Exercise
Before writing anything, find the line that contains "Tag every instance of the yellow wheel rim", then retype the entries below exactly from their first line through that one, without pictures.

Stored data
****

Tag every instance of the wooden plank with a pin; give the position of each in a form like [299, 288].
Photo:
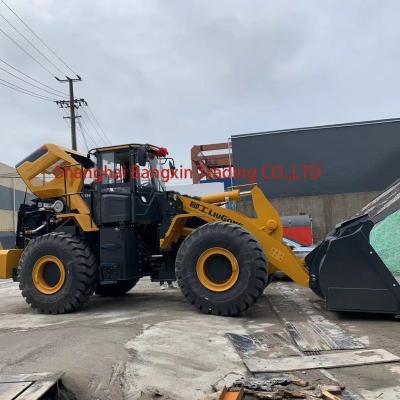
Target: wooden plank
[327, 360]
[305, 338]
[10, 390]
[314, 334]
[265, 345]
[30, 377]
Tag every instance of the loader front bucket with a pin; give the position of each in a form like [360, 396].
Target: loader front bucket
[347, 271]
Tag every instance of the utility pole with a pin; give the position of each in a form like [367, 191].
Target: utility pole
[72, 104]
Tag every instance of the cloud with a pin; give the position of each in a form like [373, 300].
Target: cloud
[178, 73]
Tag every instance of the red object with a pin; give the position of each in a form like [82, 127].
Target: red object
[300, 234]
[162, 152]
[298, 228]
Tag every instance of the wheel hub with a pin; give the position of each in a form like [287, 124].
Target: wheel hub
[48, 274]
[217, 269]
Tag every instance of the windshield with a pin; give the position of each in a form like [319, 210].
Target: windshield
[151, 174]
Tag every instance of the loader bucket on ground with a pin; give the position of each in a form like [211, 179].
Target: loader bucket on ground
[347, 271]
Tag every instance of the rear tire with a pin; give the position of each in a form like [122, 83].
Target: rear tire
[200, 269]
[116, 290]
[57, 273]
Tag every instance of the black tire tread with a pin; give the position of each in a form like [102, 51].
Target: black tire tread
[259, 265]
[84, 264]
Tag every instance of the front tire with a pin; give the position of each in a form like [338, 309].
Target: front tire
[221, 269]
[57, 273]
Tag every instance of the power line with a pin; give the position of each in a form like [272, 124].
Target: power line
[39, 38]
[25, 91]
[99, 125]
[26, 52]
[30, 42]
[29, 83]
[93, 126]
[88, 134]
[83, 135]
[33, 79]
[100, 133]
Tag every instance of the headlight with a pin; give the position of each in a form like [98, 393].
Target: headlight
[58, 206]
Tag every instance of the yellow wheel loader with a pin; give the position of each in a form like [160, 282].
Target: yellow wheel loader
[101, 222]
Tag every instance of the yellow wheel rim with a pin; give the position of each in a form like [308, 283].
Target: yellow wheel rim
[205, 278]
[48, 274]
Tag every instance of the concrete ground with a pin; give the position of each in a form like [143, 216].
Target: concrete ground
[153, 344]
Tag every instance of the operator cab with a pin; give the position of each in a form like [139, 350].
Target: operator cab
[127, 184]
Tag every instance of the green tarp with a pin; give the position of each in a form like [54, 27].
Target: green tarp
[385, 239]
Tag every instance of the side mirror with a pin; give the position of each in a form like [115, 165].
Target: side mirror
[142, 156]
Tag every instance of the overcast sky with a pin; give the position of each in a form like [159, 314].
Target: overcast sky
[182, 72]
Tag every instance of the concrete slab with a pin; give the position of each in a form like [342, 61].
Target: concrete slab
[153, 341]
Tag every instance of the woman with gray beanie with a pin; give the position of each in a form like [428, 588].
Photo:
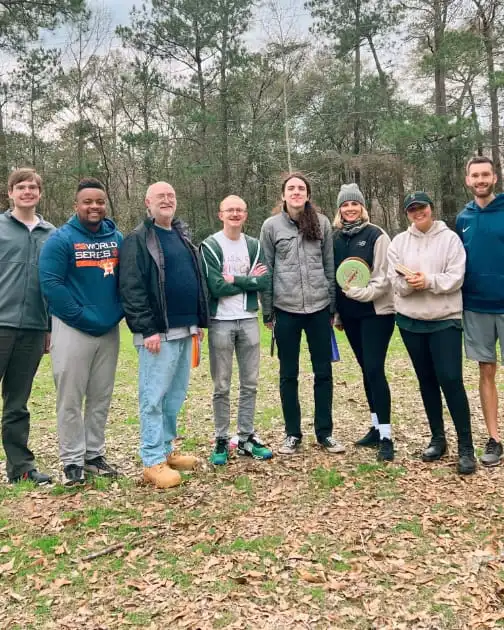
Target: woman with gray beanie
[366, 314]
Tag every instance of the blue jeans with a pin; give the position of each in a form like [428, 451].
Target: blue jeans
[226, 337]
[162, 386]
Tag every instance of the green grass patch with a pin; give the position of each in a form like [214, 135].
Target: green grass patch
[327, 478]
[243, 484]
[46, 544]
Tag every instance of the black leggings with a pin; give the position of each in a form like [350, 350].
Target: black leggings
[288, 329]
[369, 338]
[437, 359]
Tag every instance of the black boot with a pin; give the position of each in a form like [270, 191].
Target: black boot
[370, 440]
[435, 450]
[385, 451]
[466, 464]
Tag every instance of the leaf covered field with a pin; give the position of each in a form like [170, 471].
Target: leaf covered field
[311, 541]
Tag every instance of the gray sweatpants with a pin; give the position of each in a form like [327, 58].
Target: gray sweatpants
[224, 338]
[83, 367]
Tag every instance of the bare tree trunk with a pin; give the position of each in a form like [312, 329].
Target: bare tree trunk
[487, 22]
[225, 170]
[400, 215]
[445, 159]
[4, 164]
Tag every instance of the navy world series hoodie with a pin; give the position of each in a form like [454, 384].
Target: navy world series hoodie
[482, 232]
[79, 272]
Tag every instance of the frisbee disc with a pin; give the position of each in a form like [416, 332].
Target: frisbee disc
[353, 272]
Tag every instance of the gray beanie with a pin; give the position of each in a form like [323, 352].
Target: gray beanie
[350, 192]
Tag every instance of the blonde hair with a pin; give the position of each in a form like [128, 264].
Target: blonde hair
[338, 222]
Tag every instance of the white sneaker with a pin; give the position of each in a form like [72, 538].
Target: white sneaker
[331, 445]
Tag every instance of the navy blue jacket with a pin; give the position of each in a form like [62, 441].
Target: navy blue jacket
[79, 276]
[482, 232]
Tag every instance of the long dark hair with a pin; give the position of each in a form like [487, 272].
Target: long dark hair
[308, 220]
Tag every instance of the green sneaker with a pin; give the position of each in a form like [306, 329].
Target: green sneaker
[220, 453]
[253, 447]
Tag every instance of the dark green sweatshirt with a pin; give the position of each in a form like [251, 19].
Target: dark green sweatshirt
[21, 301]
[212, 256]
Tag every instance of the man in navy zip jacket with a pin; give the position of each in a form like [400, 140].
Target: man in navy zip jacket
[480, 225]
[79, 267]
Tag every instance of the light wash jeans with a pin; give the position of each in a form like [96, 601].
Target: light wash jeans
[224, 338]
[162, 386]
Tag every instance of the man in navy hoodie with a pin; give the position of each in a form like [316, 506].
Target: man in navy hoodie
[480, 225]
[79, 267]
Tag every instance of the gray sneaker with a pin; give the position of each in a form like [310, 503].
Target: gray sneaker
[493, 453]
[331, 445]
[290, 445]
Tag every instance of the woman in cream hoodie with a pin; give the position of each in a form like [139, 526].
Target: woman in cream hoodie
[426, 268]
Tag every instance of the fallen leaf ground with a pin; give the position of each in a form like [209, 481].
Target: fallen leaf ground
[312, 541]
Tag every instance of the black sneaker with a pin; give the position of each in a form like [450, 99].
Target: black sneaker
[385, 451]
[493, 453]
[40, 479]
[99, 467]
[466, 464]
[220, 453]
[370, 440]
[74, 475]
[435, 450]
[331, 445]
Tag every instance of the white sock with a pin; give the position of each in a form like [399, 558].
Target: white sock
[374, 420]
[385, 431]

****

Exercise answer
Tag every instance of the wooden plank with a pin; give the position of each in a form like [299, 288].
Photo:
Target: wooden plank
[327, 360]
[305, 338]
[10, 390]
[314, 334]
[265, 345]
[30, 377]
Tag every instance of the loader front bucket with a pin; give the position of each in a form like [360, 396].
Target: loader front bucket
[347, 271]
Tag every instance of the utility pole with a pin; give the position of each in a form like [367, 191].
Target: utility pole
[72, 104]
Tag every instance of the cloud with a pin; give the position of each in a form like [373, 300].
Target: cloud
[178, 73]
Tag every instance of the red object with a pin; give the position of each in a form like [82, 127].
Target: red object
[300, 234]
[162, 152]
[298, 228]
Tag every instance of the wheel hub with a pin; give the position of each in a form like [287, 124].
Target: wheel hub
[48, 274]
[217, 269]
Tag every instance of the windshield with a pin; give the position of each in a form like [319, 210].
Target: windshield
[151, 174]
Tag every instance of the loader bucket on ground with a pin; give the position of each in a form like [211, 179].
Target: loader bucket on ground
[347, 271]
Tag every instance of the rear tire with a pin; give the position of each in a form like [122, 83].
Target: rear tire
[200, 269]
[116, 290]
[57, 273]
Tag every instance of the black tire tread with a pin; give the position of each in a form like [102, 51].
Target: black tire tread
[259, 265]
[84, 264]
Tag every instance of the front tire with a pin; give the position of each in a form like [338, 309].
Target: front tire
[221, 269]
[57, 273]
Tag every instance of the power line with a pin; give the position of each in a form like [272, 124].
Target: power line
[39, 38]
[25, 91]
[99, 125]
[26, 52]
[30, 42]
[29, 83]
[93, 126]
[88, 134]
[83, 135]
[33, 79]
[100, 133]
Tag every instance of the headlight with a pin; give the position of each in a form like [98, 393].
Target: headlight
[58, 206]
Tag every instance of the yellow wheel loader with a pin; give the position of each in a form like [160, 282].
Target: yellow wheel loader
[101, 222]
Tag every instance of the yellow wheel rim with a pin; give the position of each in a form like [308, 283].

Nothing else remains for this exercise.